» Written request a: Which lines of the records contain the string "bird"? Show each of them, matching case exactly.

» Excerpt:
━━━

I recently travelled to Churchill on the edge of Hudson Bay. I am always mesmerized by nature and particularly enjoy observing animals in their natural habitat. With the uncertainty of borders being open for the 2021 bear season, I had a rare opportunity to secure space for a small group to experience the annual polar bear migration. And what an experience it was!
The town of Churchill is much smaller than I had anticipated. Absolutely everything is within walking distance but venturing out on your own is not advisable. Yes, the very first bear I saw was right in the middle of town by the train station! Was he hitching a ride out of town? Our driver was quite happy to place a call to the 24/7 emergency bear alert hotline which would initiate a patrol team to immediately arrive on scene and scare the bear away.
Bears that persistently return to town are captured by the patrol team and placed in the Polar Bear Holding Facility, better know as “Polar Bear Jail”. Depending on the timing of their capture, the bears are either held in the facility until the ice freezes and released on the ice or transported further north with hopes of them not returning to town.
After a tour of the town and surrounding area, and a little incident with getting stuck on an icy road and rescued by another bus – hey, it’s everyday life in the north – it was time to experience the old traditional mode of transportation – dog sledding in the boreal forest! Listening to stories about the history of the Metis and how they have passionately continued the dogsledding traditions was fascinating, but the thrill of the ride and the excitement of the beautiful, friendly dogs stole my heart.
I rose early the next morning with anxious excitement for my upcoming days on the Tundra Buggy. Would I see bears? Would I be close enough to take pictures? What was it going to be like? I could hardly wait!!

━━━

» Supplied material:
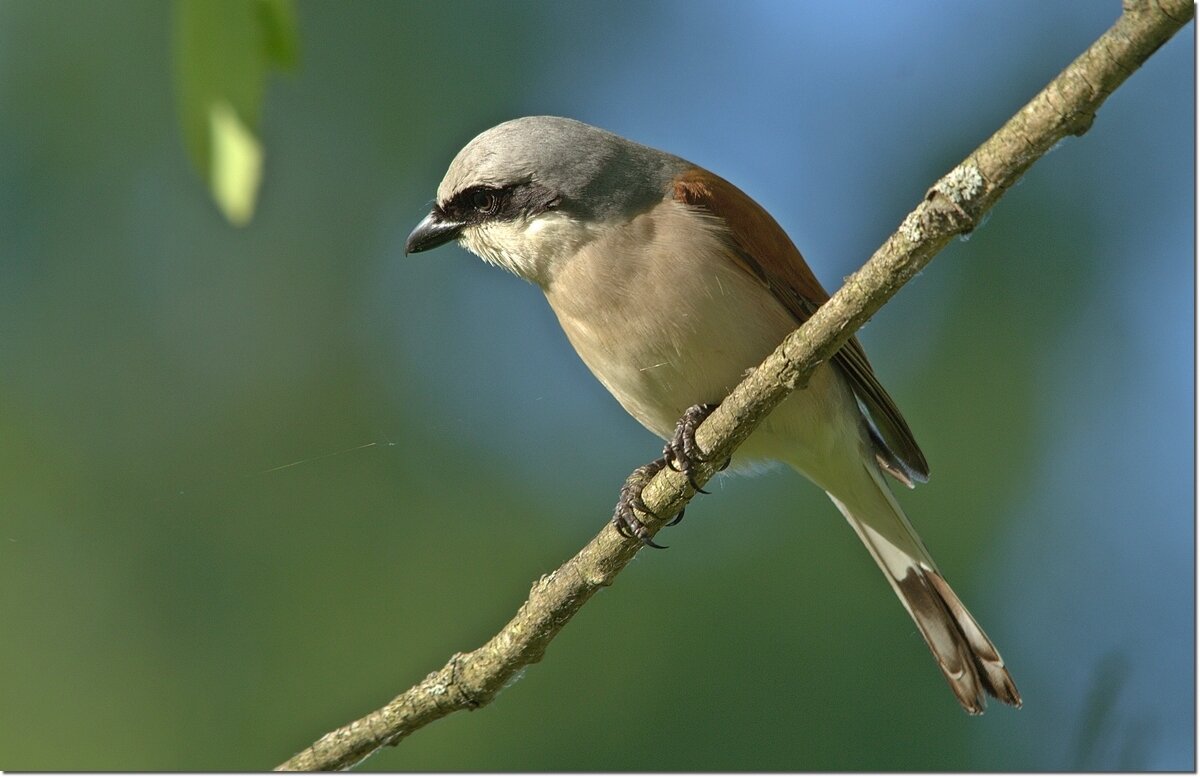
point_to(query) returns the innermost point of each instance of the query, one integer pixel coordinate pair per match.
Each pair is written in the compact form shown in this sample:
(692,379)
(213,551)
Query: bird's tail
(971,663)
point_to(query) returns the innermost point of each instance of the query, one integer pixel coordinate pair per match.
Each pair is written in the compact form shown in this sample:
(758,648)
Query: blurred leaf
(223,52)
(282,43)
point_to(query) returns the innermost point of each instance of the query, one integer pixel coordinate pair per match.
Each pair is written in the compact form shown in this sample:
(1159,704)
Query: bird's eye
(485,202)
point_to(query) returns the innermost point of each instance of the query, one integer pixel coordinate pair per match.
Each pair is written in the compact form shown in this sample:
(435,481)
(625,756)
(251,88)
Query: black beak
(433,230)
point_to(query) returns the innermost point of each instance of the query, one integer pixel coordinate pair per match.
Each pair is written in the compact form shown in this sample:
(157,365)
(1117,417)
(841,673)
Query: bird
(671,283)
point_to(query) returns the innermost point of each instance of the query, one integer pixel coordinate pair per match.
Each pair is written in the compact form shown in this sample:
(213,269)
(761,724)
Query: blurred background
(255,482)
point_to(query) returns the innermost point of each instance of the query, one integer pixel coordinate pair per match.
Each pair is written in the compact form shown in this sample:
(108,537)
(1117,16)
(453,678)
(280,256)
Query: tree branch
(952,206)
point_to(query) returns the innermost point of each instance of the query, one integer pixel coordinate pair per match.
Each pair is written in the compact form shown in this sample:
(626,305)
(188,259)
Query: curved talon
(624,517)
(682,452)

━━━

» Written request b:
Answer these questions from the account of the Churchill trip:
(i) Where in town did the writer see the very first bear?
(ii) By what nickname is the Polar Bear Holding Facility better known?
(iii) On what vehicle did the writer expect to spend the upcoming days?

» Complete response a:
Query: bird's tail
Query: bird's eye
Query: bird

» Complete response b:
(i) In the middle of town by the train station.
(ii) "Polar Bear Jail."
(iii) The Tundra Buggy.